(Stored data)
━━━━━━━━━━━━━━━━━━━━

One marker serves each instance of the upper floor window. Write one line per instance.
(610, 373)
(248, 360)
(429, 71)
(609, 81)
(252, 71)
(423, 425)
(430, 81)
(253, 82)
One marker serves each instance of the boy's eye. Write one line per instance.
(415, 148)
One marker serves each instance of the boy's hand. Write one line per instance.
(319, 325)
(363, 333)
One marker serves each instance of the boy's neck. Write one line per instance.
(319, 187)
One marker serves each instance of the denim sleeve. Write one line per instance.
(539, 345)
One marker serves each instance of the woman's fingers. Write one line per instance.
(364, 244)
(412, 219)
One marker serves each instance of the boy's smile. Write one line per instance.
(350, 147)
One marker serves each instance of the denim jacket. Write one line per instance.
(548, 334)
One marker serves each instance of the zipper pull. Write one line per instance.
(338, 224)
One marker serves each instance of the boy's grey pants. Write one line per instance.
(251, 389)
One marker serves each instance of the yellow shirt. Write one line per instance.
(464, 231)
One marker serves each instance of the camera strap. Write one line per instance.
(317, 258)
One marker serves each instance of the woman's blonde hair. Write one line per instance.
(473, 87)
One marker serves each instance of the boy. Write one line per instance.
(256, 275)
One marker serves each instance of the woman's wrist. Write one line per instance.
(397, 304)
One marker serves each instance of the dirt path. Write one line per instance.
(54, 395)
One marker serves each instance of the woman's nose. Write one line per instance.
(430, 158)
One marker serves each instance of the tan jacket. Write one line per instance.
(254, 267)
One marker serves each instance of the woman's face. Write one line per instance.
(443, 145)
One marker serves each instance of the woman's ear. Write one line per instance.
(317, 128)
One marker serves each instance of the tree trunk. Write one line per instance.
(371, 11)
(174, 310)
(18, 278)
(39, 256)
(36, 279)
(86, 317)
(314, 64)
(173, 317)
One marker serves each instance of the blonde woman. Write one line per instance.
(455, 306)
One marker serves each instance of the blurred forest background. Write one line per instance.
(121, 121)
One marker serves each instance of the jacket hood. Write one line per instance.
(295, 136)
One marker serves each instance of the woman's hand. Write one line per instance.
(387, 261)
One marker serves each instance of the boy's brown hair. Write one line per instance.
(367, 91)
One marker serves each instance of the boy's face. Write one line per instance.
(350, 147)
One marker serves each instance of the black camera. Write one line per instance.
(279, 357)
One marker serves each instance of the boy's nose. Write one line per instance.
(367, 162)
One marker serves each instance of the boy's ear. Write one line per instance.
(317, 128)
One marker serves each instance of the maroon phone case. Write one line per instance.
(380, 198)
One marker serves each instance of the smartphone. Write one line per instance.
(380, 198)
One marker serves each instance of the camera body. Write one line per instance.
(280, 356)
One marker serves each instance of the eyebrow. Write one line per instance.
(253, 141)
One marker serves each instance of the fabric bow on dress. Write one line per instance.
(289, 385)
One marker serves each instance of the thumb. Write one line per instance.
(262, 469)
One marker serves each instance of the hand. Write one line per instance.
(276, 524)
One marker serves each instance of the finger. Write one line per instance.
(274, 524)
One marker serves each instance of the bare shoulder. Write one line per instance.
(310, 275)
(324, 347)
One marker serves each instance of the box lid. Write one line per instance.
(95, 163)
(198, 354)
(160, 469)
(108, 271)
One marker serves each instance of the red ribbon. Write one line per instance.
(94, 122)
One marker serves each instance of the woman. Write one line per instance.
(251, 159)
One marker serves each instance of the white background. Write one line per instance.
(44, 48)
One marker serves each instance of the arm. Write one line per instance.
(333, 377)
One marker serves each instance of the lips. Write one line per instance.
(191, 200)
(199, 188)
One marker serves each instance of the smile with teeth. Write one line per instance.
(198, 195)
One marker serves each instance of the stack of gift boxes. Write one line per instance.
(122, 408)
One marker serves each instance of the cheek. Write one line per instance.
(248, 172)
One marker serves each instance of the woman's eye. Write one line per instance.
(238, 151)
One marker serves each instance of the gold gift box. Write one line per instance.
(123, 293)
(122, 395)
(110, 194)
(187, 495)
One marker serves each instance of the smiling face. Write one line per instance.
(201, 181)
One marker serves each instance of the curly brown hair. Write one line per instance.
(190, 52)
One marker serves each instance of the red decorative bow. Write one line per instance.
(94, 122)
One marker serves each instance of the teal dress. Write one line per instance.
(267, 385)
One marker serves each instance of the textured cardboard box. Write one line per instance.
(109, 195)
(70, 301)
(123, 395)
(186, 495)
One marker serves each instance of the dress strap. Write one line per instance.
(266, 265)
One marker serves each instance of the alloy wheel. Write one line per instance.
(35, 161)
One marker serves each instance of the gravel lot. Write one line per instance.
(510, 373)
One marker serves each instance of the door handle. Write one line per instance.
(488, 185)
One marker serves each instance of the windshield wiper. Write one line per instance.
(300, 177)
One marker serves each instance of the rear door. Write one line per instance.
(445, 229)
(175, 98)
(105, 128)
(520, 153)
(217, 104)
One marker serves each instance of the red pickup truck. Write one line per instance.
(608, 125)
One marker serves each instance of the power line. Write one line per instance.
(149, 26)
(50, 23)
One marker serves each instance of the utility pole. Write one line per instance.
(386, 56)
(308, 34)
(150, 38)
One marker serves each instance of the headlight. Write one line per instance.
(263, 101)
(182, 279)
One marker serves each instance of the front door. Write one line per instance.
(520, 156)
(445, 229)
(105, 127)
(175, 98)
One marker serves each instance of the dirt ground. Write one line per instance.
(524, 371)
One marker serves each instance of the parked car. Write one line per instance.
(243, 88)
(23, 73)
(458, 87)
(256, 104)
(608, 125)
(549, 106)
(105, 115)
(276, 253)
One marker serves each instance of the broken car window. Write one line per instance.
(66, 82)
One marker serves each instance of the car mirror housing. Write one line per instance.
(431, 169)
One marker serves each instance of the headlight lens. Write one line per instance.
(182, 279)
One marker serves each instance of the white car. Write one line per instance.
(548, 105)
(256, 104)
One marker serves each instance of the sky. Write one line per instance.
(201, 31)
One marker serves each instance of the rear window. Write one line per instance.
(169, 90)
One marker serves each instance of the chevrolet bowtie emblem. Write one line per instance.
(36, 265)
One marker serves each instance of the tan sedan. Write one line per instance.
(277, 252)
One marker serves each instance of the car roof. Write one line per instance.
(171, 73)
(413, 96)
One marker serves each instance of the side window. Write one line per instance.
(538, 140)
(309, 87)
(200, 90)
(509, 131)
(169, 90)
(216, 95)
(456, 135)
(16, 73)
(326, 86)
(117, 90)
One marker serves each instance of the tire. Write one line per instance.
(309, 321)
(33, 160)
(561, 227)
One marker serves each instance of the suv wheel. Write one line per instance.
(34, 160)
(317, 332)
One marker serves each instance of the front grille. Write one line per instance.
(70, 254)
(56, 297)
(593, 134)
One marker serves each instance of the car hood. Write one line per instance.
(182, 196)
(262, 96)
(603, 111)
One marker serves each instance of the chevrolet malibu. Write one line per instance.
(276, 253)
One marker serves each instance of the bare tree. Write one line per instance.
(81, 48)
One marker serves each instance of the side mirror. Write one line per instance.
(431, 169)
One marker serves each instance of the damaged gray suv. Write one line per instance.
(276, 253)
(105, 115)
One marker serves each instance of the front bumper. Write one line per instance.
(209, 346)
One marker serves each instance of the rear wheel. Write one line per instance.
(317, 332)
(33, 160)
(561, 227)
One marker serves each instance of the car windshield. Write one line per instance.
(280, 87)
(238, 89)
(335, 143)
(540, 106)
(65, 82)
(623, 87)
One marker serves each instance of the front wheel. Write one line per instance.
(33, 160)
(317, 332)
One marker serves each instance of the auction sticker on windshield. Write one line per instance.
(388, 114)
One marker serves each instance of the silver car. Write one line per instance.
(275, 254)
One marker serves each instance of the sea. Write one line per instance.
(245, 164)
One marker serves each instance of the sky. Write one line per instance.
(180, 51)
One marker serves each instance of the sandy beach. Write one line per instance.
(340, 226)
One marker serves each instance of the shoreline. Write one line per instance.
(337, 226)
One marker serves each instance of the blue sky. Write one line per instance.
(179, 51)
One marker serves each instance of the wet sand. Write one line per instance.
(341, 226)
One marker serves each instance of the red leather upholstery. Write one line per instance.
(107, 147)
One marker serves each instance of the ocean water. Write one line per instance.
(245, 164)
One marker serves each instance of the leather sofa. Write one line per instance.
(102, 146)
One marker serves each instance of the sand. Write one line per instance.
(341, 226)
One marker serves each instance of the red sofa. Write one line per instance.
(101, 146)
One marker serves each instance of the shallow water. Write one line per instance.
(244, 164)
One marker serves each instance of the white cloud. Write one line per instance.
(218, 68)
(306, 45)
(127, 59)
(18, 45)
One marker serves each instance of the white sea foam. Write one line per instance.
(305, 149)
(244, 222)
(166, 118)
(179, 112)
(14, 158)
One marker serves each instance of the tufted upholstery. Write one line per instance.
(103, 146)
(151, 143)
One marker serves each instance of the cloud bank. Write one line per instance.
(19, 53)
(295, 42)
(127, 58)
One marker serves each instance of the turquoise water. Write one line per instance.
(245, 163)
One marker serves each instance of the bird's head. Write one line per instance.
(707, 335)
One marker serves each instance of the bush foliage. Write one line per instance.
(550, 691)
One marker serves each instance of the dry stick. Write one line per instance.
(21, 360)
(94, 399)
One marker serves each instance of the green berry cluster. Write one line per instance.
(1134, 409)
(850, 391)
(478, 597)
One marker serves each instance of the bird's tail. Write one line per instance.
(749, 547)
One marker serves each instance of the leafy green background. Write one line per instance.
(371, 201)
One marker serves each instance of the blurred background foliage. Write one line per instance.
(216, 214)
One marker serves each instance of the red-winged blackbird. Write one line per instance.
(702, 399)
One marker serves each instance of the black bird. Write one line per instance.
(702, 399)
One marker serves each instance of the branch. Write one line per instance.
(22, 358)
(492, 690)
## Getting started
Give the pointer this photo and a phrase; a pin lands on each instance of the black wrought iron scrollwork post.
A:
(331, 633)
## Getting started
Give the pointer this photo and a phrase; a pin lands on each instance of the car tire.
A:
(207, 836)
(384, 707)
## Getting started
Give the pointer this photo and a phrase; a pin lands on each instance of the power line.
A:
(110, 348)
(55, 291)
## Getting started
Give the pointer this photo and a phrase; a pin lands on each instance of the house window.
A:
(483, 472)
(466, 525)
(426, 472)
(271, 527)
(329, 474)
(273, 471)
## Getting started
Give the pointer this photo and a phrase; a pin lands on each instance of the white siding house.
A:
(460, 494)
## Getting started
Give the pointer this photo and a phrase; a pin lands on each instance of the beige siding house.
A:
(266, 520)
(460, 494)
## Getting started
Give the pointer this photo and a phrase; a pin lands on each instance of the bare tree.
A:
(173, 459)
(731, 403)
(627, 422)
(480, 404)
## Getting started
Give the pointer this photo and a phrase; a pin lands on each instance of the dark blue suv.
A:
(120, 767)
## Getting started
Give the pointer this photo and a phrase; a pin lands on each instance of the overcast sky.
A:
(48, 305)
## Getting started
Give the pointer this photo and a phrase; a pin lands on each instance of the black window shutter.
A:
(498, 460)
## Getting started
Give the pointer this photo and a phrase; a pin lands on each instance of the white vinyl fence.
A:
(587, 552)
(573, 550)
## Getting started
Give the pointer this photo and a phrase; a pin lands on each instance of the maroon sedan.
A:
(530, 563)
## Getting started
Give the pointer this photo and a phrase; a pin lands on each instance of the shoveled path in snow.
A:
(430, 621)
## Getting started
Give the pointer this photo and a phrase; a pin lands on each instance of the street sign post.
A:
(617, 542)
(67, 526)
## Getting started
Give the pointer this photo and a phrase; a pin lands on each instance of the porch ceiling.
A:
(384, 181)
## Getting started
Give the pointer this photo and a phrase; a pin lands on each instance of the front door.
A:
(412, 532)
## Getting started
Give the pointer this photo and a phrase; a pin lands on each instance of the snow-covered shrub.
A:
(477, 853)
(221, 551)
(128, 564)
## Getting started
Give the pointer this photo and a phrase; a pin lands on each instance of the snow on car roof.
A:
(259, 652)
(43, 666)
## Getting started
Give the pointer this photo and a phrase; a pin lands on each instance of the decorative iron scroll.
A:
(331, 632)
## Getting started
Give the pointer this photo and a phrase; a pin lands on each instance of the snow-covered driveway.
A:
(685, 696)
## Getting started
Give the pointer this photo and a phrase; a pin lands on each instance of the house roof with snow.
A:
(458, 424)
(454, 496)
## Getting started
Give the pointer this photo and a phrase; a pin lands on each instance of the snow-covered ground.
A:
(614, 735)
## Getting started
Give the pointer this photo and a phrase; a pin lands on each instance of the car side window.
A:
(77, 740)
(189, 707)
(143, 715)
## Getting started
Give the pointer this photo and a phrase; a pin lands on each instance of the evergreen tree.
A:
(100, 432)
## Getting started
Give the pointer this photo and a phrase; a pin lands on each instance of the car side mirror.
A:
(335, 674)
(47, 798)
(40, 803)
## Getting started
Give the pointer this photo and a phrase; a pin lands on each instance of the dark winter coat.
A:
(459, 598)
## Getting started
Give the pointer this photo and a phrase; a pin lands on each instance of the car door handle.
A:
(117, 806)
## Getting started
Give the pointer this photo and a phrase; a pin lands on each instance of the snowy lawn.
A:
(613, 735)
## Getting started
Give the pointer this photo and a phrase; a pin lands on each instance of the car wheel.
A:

━━━━━━━━━━━━━━━━━━━━

### Problem to solve
Check each line above for the word "covered", and copy the lines where it appears.

### Task answer
Give the pointer this photo and a phrase; a pin lands on each instance of the snow-covered shrub.
Give the pointer this photo and a phrase; a pin lands on each instance of the snow-covered driveway.
Give the pointer this photo and a phrase; a pin lands on each instance of the snow-covered ground.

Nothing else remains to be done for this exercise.